# [Your task]
Extract every line of the material below that contains the word "kindly". Case counts, so only lines with that exact capitalization qualify.

•••••

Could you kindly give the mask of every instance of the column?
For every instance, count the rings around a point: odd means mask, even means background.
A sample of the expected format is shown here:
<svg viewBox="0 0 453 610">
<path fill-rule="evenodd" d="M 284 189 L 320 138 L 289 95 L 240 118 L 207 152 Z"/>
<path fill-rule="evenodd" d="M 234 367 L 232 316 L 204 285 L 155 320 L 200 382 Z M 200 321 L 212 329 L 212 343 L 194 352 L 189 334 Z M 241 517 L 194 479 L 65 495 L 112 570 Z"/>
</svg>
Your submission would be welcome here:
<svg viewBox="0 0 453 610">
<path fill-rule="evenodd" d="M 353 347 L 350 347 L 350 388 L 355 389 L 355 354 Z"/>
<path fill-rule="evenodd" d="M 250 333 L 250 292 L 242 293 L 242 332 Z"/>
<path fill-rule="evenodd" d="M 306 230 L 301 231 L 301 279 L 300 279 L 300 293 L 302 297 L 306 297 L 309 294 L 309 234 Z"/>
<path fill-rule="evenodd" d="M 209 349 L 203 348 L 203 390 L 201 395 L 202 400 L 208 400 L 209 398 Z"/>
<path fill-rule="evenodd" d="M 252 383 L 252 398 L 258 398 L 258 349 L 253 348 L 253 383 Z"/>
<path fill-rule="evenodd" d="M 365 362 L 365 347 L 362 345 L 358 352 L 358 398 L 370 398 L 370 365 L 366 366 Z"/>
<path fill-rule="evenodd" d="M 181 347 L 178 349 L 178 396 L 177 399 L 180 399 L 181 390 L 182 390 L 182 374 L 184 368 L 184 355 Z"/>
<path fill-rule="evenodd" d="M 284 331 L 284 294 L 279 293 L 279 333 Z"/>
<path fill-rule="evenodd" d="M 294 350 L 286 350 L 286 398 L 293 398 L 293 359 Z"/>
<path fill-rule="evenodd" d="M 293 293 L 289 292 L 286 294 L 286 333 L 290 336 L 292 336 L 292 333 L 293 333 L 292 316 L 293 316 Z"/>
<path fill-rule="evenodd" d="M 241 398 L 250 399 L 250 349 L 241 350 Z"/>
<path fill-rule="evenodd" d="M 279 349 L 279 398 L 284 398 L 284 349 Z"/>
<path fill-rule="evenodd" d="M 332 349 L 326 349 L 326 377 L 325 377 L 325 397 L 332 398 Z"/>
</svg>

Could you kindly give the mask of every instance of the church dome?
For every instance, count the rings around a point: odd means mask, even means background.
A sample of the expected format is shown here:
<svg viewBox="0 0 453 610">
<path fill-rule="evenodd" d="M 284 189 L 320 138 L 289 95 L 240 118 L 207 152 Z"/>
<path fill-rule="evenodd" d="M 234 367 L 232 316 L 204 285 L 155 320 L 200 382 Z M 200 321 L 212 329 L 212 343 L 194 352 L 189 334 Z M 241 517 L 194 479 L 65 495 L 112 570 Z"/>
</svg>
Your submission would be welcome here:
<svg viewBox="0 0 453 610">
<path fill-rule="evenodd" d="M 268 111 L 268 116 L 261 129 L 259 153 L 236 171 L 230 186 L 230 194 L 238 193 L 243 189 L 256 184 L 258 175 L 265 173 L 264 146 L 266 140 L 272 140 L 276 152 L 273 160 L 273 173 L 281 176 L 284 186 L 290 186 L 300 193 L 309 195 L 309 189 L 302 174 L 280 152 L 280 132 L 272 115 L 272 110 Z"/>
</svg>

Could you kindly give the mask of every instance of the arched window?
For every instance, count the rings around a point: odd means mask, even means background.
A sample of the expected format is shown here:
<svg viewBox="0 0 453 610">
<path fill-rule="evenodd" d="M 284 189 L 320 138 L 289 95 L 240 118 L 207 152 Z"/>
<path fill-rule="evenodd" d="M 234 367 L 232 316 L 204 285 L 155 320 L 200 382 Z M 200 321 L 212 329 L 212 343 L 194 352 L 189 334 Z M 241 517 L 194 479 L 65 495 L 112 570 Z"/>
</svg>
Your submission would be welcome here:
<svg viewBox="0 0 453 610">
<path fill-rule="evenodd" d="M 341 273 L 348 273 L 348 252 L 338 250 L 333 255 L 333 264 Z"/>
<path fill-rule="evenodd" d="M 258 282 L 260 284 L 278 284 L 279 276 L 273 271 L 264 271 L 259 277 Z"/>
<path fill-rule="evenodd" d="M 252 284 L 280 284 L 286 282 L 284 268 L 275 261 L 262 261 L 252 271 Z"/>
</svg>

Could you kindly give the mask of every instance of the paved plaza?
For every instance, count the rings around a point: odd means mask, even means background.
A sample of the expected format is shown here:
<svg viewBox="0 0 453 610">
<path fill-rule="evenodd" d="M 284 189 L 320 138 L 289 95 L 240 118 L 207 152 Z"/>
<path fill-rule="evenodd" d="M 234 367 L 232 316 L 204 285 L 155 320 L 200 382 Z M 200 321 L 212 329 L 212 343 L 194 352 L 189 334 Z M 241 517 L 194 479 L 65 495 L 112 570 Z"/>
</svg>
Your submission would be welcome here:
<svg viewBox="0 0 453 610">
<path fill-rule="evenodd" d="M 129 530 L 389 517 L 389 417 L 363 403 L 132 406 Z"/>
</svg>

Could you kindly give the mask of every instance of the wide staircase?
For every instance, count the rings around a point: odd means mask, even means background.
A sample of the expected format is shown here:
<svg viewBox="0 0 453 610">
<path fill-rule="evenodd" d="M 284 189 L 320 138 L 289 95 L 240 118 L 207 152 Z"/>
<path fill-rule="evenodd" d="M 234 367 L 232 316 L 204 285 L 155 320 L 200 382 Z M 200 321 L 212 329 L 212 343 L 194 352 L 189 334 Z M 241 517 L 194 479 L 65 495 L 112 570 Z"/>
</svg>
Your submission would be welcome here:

•••••

# [Output]
Could you kindly give the mask of every instance of the column?
Could you kindly give the mask of every instance of the church dome?
Could you kindly give the mask of every instance of the arched window?
Could you kindly give the mask of every instance of the paved plaza?
Could you kindly give the mask of every instance of the wide staircase?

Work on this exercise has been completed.